Passage shown
Last weekend, Mixed Blood Theatre opened the Midwest premiere of playwright Thomas W. Jones II’s play A Cool Drink a Water. The play is an ambitious modernized, alternative-universe portrayal of the characters from Lorraine Hansberry’s groundbreaking play A Raisin in the Sun, which debuted on Broadway in 1959. Just as the Raisin title came from the Langston Hughes’s poem “Dream Deferred,” the title for Cool Drink comes from a poem by poet Maya Angelou that also refers to the struggle to achieve one’s dreams. But whereas in Raisin the characters looked to the future to fulfill their dreams, in Cool Drink the characters look to their past to find a direction forward.

Work to complete
(A) List every writer named in the theater review above.
(B) Write the next paragraph of the review of A Cool Drink a Water, picking up after its final sentence.

(Stored data entries)
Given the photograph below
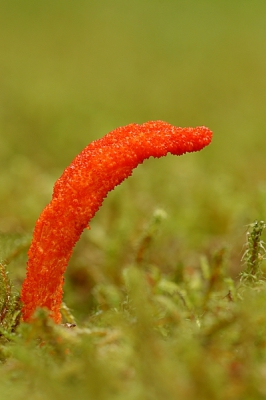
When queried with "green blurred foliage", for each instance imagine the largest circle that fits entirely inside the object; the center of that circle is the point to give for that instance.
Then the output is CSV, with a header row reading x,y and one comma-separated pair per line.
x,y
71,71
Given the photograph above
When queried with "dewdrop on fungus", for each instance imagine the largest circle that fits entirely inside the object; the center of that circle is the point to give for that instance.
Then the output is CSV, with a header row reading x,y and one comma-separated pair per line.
...
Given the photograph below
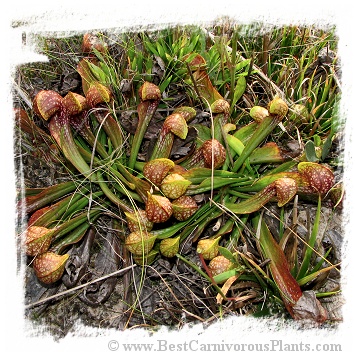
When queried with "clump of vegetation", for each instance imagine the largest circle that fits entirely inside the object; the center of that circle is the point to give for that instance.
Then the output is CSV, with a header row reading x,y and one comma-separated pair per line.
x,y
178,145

Per-task outputs
(A) Thomas W. Jones II, Lorraine Hansberry, Langston Hughes, Maya Angelou

(B)
Raisin tells the story of the Youngers, an African-American family. (Caution, for those who haven’t seen it: this paragraph contains plot spoilers.) The father recently died and left the family life insurance proceeds of $10,000. The play focuses on the family dynamics as the Youngers clash over how to spend the money. Mama Lee, the matriarch of the family, wants to use the money to buy a house in a white neighborhood to provide a better life for the family. Her adult son Walter Lee wants to use the money to invest in a liquor store, and her adult daughter Beneatha wants to use the money to go to medical school. By the end of the play, Mama Lee has put a down payment on a house in a white neighborhood and intends to move, although her soon-to-be white neighbors try to persuade her to the contrary. Walter Lee blows what is left of the insurance money by giving it to a friend to invest, but the friend promptly disappears. Beneatha rejects a well-to-do suitor, and the play ends with her considering a proposal from her Nigerian college friend Joseph Asagai, who wants her to go to medical school and then return to Africa with him.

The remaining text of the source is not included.